*** Opening of Text passage ***
Board member Dave Frohling said the contingency will be depleted to an unacceptable level if used for the project. The fund is set at $150,000 for 2021.

Debate continued, with a variety of recriminations and a failed motion to send the matter back to the finance committee. An amendment to send it back to both the finance and building committees was earlier approved, but was irrelevant as the original motion failed.

Debate then centered on a 10 percent discount on the project that had been negotiated with Johnson Controls, but is only valid until Aug. 6. A special meeting would have to be called before that date to insure the discount ($40,000) could be lost if action is not taken before the deadline passes.

Berg indicated that his company would work with the county, but that he could personally make no guarantee.

Some of the parts are reportedly on back-order, perhaps for two to four months.

“Lead times are all over the board right now,” said Berg. “I’ve never seen anything like this.”

Board member Dennis Schmidt chastised opponents of the project, stating, “It’s going to make no difference if you send it back to the committee – finance, building. You lose your 10 percent discount. I just don’t get your mentality about this. Why do you think you’re going to fight over every dime that it’s going to cost to fix something. It’s not going to change what we need to fix, period. I’m getting sick and tired of listening to this kind of crap anyway.”
*** Close of Text passage ***
Required tasks —
A. In the board meeting passage, what amount is the contingency fund set at for 2021?
B. Carry the board meeting passage forward from its final sentence.
The entries below come from a separate source unrelated to the text.
*** Opening of Records provided ***
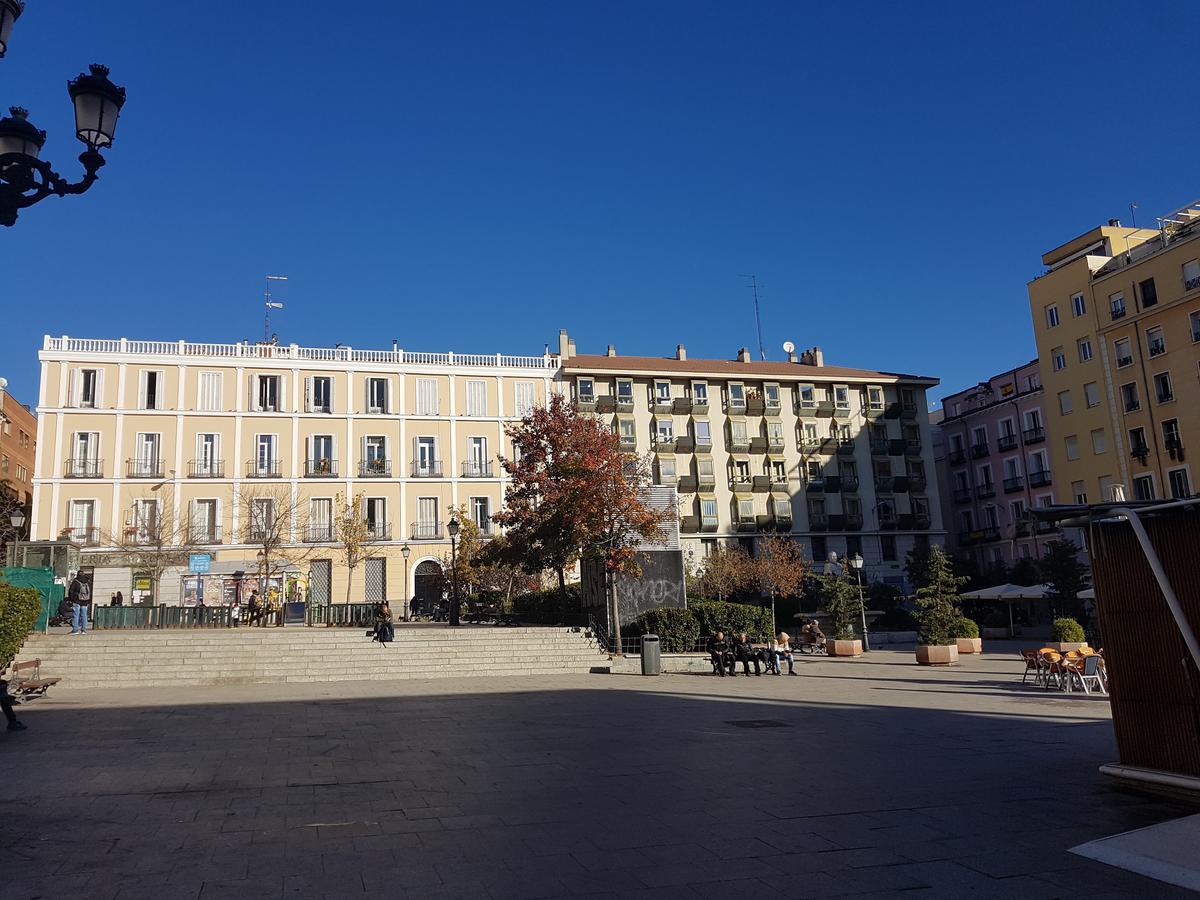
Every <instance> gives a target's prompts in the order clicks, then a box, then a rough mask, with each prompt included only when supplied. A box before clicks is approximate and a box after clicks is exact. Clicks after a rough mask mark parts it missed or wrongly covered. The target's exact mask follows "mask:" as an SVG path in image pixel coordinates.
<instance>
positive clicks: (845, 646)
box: [826, 640, 863, 656]
mask: <svg viewBox="0 0 1200 900" xmlns="http://www.w3.org/2000/svg"><path fill="white" fill-rule="evenodd" d="M826 653H828V654H829V655H830V656H862V655H863V642H862V641H858V640H854V641H826Z"/></svg>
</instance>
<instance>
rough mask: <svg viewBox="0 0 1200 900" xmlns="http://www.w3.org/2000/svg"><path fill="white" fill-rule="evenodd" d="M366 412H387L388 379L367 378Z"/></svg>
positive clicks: (380, 378)
mask: <svg viewBox="0 0 1200 900" xmlns="http://www.w3.org/2000/svg"><path fill="white" fill-rule="evenodd" d="M367 412H368V413H386V412H388V379H386V378H367Z"/></svg>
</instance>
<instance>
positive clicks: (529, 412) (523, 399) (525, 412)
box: [512, 382, 634, 419]
mask: <svg viewBox="0 0 1200 900" xmlns="http://www.w3.org/2000/svg"><path fill="white" fill-rule="evenodd" d="M628 384H629V402H630V403H632V402H634V383H632V382H628ZM512 388H514V397H515V401H516V406H515V408H514V412H515V413H516V415H517V418H518V419H524V418H526V416H527V415H530V414H532V413H533V408H534V398H533V396H534V395H533V382H517V383H516V384H515V385H512Z"/></svg>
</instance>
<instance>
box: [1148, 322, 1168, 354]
mask: <svg viewBox="0 0 1200 900" xmlns="http://www.w3.org/2000/svg"><path fill="white" fill-rule="evenodd" d="M1146 352H1147V353H1150V355H1151V356H1160V355H1162V354H1164V353H1166V340H1165V338H1164V337H1163V329H1162V326H1156V328H1150V329H1146Z"/></svg>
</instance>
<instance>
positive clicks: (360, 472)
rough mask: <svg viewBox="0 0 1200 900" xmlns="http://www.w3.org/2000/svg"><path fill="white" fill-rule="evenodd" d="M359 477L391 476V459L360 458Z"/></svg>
mask: <svg viewBox="0 0 1200 900" xmlns="http://www.w3.org/2000/svg"><path fill="white" fill-rule="evenodd" d="M359 478H391V460H385V458H384V457H382V456H377V457H376V458H373V460H359Z"/></svg>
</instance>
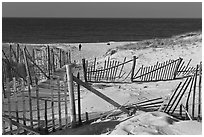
*** Close of Records provided ***
Outputs by task —
A. $150,000

B.
Schmitt countered, “It’s just ridiculous around here and you guys don’t understand the pain and expense of fixing these buildings because you have endless supplies of money. And you gouge it out of the guts of those paying the bills.”

Chairman Russ Kottke called the question to a vote, which resulted in approval of the original resolution 22-7. The contract with Johnson Controls will go forward, although steps will be taken to investigate the possibility of using insurance funds or finding some reimbursement from the local utility.

Benjamin Priesgen swore his oath of office as the appointed man to fill the seat for the 16th District, formerly held by Larry Schraufnagel. District 16 covers wards 2 and 3 in the Village of Lomira. He was appointed to serve on the Land Resources & Parks Committee, the Judicial & Public Protection Committee and the Land Information Council.